What this task involves ▸
Reproduce the rows without alteration, starting from the first line of the rows and ending with the line that contains "183], [316, 172]]", that line included.

☆ ☆ ☆ ☆ ☆ ☆ ☆

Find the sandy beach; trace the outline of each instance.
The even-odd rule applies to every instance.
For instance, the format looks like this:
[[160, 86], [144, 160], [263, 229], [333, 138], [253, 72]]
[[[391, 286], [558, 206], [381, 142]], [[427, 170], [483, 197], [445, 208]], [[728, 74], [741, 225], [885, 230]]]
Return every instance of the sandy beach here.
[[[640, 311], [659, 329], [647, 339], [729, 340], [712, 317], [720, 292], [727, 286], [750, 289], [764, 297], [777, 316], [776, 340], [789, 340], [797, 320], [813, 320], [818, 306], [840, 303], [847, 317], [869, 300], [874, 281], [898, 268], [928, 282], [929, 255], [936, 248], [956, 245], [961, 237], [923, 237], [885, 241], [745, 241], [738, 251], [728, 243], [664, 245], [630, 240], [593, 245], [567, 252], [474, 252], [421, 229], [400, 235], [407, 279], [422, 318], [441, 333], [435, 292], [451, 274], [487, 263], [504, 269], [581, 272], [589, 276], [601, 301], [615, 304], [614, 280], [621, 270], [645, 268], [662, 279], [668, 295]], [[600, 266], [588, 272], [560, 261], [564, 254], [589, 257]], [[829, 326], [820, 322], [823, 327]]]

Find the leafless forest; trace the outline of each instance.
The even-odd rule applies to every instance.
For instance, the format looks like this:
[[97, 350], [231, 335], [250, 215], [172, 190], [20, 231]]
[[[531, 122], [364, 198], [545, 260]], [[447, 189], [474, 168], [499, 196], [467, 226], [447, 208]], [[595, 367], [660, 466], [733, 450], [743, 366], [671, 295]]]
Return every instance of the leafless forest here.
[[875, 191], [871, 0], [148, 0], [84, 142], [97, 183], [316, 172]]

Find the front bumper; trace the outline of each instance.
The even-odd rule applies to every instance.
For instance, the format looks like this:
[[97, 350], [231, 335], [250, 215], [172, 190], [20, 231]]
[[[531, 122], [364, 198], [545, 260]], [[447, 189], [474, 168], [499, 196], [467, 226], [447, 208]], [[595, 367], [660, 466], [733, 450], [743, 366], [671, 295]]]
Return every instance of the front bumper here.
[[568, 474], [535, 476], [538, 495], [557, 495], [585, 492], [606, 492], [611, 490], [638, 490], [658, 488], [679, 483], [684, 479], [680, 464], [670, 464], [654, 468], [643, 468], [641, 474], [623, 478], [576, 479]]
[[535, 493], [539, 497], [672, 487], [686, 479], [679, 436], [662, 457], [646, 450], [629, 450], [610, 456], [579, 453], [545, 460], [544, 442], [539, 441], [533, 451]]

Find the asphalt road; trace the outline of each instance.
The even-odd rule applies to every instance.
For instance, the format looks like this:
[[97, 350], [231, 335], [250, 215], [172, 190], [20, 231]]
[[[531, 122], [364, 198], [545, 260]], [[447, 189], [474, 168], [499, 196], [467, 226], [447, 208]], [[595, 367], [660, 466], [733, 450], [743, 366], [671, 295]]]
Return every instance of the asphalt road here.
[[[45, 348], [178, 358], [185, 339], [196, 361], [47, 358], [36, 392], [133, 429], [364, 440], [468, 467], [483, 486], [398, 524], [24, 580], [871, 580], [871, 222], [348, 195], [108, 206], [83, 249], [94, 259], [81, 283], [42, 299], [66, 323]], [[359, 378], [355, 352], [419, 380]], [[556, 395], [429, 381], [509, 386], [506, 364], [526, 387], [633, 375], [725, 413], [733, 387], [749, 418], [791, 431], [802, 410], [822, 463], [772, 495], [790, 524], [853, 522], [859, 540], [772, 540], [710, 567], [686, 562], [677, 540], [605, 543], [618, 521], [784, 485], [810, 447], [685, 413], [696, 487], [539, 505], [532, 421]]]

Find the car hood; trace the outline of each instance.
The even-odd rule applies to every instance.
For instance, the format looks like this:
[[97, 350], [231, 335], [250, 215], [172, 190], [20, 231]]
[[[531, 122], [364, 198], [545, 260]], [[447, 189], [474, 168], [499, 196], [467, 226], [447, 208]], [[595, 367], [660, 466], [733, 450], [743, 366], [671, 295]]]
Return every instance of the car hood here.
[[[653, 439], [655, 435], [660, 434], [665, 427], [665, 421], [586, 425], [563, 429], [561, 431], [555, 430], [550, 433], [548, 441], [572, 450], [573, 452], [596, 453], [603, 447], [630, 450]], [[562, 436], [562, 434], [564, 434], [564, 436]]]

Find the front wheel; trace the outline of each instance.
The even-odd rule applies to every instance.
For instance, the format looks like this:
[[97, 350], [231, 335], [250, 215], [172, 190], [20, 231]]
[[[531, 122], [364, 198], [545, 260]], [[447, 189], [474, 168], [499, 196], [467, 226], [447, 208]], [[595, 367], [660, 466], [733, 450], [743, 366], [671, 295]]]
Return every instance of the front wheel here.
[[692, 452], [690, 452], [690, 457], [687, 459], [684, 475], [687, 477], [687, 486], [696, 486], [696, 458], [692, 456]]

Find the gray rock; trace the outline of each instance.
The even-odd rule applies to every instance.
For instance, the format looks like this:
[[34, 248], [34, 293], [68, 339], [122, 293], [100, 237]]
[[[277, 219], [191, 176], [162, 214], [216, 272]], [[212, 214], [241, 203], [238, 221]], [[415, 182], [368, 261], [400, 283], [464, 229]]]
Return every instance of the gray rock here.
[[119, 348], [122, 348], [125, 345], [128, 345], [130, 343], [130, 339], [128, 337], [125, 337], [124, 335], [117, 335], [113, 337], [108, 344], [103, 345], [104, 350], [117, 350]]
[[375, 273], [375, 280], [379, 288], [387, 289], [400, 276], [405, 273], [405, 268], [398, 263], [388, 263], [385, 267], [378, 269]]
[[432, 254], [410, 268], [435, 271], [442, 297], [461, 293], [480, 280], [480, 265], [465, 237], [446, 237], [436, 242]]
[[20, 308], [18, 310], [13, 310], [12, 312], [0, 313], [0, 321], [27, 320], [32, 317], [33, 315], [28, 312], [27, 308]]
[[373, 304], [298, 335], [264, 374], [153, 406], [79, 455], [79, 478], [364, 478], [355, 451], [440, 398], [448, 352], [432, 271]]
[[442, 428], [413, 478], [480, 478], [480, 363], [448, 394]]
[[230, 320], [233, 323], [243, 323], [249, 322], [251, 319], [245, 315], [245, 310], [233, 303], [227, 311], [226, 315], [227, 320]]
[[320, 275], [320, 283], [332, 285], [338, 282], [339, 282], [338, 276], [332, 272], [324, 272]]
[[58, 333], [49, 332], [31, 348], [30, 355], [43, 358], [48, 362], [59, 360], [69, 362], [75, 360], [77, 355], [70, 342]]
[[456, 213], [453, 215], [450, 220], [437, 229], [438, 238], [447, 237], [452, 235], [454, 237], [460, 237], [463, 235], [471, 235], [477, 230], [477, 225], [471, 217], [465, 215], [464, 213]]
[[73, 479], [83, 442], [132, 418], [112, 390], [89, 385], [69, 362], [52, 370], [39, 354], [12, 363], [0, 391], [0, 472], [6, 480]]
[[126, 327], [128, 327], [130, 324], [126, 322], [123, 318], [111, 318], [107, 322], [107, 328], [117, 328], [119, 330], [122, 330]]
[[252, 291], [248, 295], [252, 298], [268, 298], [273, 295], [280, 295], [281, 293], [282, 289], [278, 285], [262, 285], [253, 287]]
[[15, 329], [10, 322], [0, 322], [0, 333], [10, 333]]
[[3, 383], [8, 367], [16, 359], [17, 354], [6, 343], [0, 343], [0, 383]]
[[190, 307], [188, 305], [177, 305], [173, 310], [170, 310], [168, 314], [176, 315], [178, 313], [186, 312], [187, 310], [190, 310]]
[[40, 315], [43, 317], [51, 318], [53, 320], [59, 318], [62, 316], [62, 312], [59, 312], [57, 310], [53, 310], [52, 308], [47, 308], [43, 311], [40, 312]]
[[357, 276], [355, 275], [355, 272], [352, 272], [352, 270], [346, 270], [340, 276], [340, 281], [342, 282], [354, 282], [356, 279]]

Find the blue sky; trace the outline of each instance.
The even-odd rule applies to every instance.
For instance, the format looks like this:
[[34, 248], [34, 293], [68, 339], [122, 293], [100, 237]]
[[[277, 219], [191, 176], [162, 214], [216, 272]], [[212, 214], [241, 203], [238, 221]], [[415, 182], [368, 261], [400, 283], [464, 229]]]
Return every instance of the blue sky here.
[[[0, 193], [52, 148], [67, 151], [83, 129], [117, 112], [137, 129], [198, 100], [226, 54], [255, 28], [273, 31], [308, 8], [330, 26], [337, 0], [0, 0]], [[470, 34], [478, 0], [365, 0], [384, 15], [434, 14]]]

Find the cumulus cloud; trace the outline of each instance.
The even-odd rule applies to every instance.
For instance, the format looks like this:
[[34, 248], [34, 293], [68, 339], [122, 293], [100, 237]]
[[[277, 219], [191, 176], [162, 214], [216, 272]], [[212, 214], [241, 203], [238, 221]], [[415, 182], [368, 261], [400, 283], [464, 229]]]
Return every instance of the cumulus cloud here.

☆ ☆ ☆ ☆ ☆ ☆ ☆

Task output ▸
Find the sandy beach; trace the outline of each instance.
The even-odd rule applies to every instance.
For instance, the format looks like this:
[[160, 86], [144, 160], [263, 229], [333, 138], [253, 72]]
[[[391, 286], [558, 206], [381, 142]], [[427, 170], [483, 197], [445, 208]], [[728, 74], [741, 225], [885, 230]]]
Return every instance of the sandy beach here.
[[[640, 311], [659, 329], [647, 339], [729, 340], [712, 317], [720, 292], [727, 286], [750, 289], [764, 297], [777, 316], [776, 340], [789, 340], [797, 320], [813, 320], [818, 306], [840, 303], [847, 317], [869, 300], [874, 281], [898, 268], [928, 282], [929, 255], [936, 248], [956, 245], [961, 237], [923, 237], [885, 241], [745, 241], [738, 251], [728, 243], [664, 245], [630, 240], [593, 245], [567, 252], [474, 252], [421, 229], [400, 235], [407, 279], [422, 318], [441, 333], [435, 292], [451, 274], [487, 263], [504, 269], [581, 272], [589, 276], [601, 301], [615, 304], [614, 280], [621, 270], [645, 268], [662, 279], [668, 295]], [[600, 266], [588, 272], [560, 261], [564, 254], [589, 257]], [[829, 326], [820, 322], [823, 327]]]

Find the leafless forest; trace the outline of each instance.
The even-odd rule applies to every instance.
For instance, the format looks like this:
[[97, 350], [231, 335], [250, 215], [172, 190], [20, 231]]
[[[531, 122], [364, 198], [545, 260]], [[447, 189], [474, 168], [499, 196], [467, 226], [447, 208]], [[595, 367], [660, 466], [733, 450], [743, 366], [671, 295]]]
Return every instance of the leafless forest here.
[[875, 191], [871, 0], [148, 0], [84, 142], [97, 183], [316, 172]]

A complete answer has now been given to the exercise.